— begin STORED ROWS —
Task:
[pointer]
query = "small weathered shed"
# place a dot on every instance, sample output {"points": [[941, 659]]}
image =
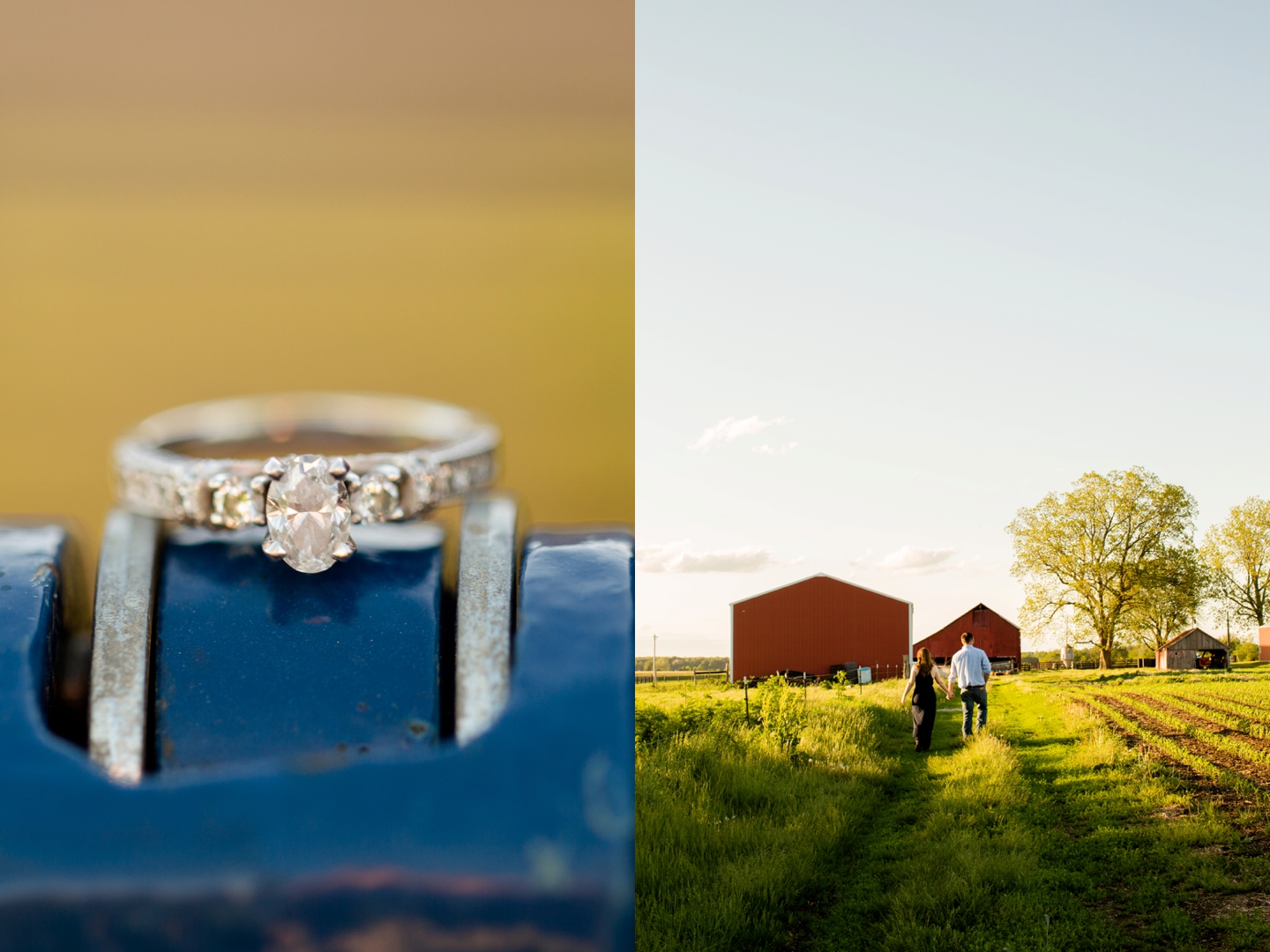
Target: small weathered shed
{"points": [[1185, 651]]}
— end STORED ROWS —
**AIM OF THE EXERCISE**
Omit the pictures and output all of the other material exactly.

**TASK RESULT**
Task:
[pointer]
query = "small weathered shed"
# place a dot on every instance, sample output {"points": [[941, 659]]}
image =
Target: small weathered shed
{"points": [[1185, 651]]}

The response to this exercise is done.